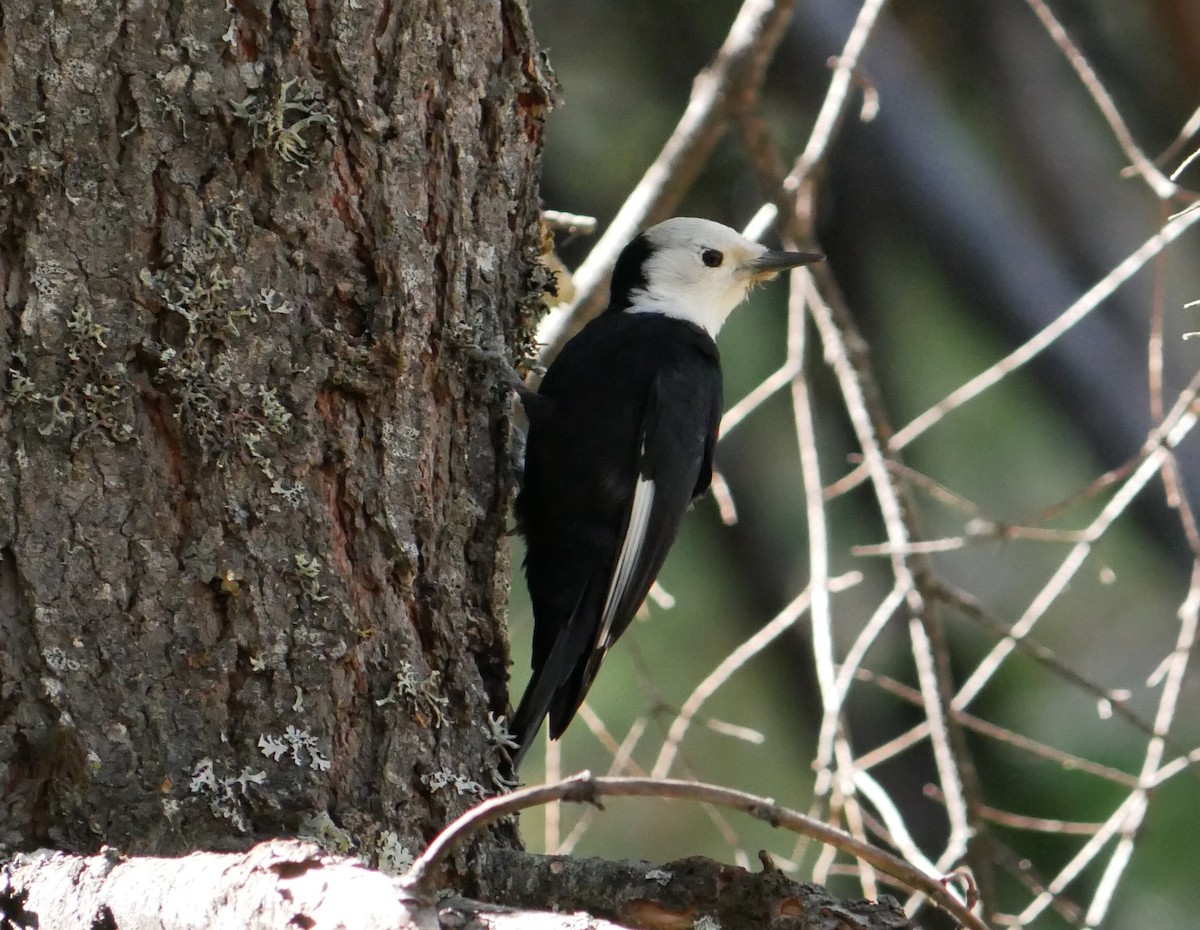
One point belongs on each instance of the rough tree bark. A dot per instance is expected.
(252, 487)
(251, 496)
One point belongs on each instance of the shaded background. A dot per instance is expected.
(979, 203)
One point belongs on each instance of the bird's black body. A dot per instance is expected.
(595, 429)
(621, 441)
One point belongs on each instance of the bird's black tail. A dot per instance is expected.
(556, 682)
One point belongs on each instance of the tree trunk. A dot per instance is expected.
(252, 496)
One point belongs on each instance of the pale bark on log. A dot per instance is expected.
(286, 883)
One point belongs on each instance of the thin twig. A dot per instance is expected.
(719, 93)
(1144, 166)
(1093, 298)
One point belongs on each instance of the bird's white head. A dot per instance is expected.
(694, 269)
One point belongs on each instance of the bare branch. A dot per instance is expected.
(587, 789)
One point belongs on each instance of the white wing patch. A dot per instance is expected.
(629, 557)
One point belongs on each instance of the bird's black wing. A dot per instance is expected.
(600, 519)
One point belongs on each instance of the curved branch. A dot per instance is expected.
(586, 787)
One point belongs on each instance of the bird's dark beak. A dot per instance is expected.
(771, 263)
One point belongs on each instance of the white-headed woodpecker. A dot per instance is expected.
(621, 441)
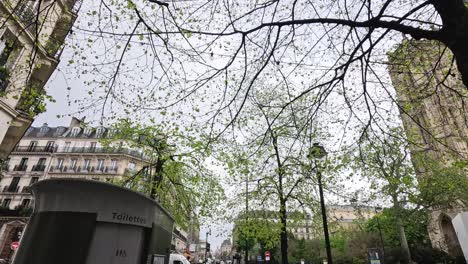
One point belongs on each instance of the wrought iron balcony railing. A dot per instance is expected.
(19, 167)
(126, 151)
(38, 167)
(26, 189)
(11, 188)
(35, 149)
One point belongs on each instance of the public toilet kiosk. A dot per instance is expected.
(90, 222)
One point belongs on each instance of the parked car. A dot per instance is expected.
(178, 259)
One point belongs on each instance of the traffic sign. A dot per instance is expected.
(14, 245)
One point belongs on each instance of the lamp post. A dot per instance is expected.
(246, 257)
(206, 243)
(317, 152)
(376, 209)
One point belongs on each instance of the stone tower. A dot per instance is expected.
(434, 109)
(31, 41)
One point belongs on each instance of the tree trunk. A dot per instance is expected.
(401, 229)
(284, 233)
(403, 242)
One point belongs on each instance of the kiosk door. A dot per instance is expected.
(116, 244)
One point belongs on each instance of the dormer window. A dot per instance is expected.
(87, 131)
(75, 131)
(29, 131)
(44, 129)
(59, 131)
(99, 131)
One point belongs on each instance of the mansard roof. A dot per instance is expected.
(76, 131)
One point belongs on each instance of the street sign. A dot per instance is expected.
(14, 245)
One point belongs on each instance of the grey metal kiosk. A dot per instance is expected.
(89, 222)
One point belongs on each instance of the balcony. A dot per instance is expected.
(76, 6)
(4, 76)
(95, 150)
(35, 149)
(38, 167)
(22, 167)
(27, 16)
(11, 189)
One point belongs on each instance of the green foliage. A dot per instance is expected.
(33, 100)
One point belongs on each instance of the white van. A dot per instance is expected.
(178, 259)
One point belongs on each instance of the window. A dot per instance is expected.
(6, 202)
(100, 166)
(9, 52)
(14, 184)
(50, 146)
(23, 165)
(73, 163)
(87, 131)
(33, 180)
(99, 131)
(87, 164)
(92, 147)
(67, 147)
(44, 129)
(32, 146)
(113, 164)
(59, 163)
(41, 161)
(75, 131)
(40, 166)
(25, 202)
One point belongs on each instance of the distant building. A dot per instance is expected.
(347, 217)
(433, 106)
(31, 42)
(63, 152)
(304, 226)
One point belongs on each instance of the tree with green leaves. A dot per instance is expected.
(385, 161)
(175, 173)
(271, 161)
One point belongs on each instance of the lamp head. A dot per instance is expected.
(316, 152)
-------------------------
▶ **Given exercise**: Convert everything from the line containing "One point belongs on each instance of the window." down to the end of the items into a Markdown table with the columns "No." and "Entry", numbering each row and leaving out blank lines.

▶ **Exercise response**:
| No. | Entry |
|---|---|
| 1 | One point belongs on each instance of the window. A dot per instance is expected. |
| 2 | (6, 202) |
| 3 | (100, 166) |
| 4 | (9, 52) |
| 5 | (14, 184) |
| 6 | (50, 146) |
| 7 | (23, 165) |
| 8 | (73, 163) |
| 9 | (87, 131) |
| 10 | (33, 180) |
| 11 | (99, 131) |
| 12 | (87, 164) |
| 13 | (92, 147) |
| 14 | (67, 147) |
| 15 | (44, 129) |
| 16 | (32, 146) |
| 17 | (113, 164) |
| 18 | (59, 163) |
| 19 | (41, 161) |
| 20 | (75, 131) |
| 21 | (40, 166) |
| 22 | (25, 202) |
| 23 | One point belongs on each instance of the distant building. A dot per instance is expected. |
| 24 | (347, 217) |
| 25 | (433, 106) |
| 26 | (31, 42) |
| 27 | (63, 152) |
| 28 | (304, 226) |
| 29 | One point belongs on each instance of the tree with green leaves. A dot per instance is expected. |
| 30 | (385, 161) |
| 31 | (175, 173) |
| 32 | (271, 161) |
| 33 | One point belongs on each instance of the lamp head. A dot per instance is expected. |
| 34 | (316, 152) |